*Passage*:
BLOOMINGTON, Ind. (WANE) – The Griffith family said Isaac Griffith’s doctors are pleased with the teenager’s recovery so far, but he still has a long way to go. Isaac Griffith was critically injured in March while swimming at Siesta Beach in Florida during spring break.
On Saturday, Isaac spoke publicly about the incident for the first time. NewsChannel 15 was the only Fort Wayne-based station at Indiana University’s Memorial Stadium, where Griffith plays college football, to listen firsthand to Griffith’s progress.
According to a report from the Sarasota County Sheriff’s Department, Griffith, 19, and three friends had been drinking alcohol before they decided to go swimming early in the evening. While the four were in the water, the current started to take them away from shore.
Griffith said Saturday that alcohol had no factor in what happened to him.
“Doctors told me, a rip tide takes down the strongest of people every day, Shannon Griffith, Isaac’s father, said. “Just be thankful your boy is going to be able to walk out of here.”
Shannon and Kim Griffith joined their son at Saturday’s press conference, along with Isaac’s two teammates, Nick Stoner and Ty Smith, who were not only swimming with Isaac at the time of his accident, but were also credited for saving his life.
All three IU players said the water they were in was only waist deep, and calm at first. Then, without warning, the waves began to grow.
“I first realized I was in trouble when I was being thrust out further than I wanted to,” Issac said. According to police, Griffith was pushed out about 15 yards past the buoys. “I kind of panicked. In my mind, I knew it was time to go back in, and when I tried to go back to shore I got swept out further.”
One of the friends, Mitch McCune, 19, of Ellettsville was able to grab Griffith.
Meanwhile, Stoner and Smith had made it back to shore, and were looking for their other two friends.
“We went back to shore, and realized we didn’t know where they were,” Stoner said. “The waves were so choppy, you couldn’t see heads necessarily.”
Stoner ran up on a nearby lifeguard tower to get a better view. Once he spotted Griffith and McCune, he pointed them out to Smith, who ran back in after them.
Smith picked Griffith up out of McCune’s arms, and took him the rest of the way back to shore. “I said Nick, go get an ambulance, and run,” Smith said.
Smith and McCune performed CPR on Griffith until medics arrived. “I gave him mouth-to-mouth,” Smith said. The two men had learned about CPR, and McCune had received CPR training in classes at IU.
McCune performed chest compressions.

*Activity*:
Answer these questions using the news report about Isaac Griffith's swimming accident.
1. At which beach was Isaac Griffith swimming when he was critically injured?
2. According to police, how far past the buoys was Griffith pushed?
3. Who performed chest compressions on Griffith?

*Collected material*:
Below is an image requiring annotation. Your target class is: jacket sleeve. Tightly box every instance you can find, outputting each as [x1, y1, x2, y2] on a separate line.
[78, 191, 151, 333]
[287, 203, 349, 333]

*Exercise solution*:
1. Siesta Beach in Florida.
2. About 15 yards.
3. Mitch McCune.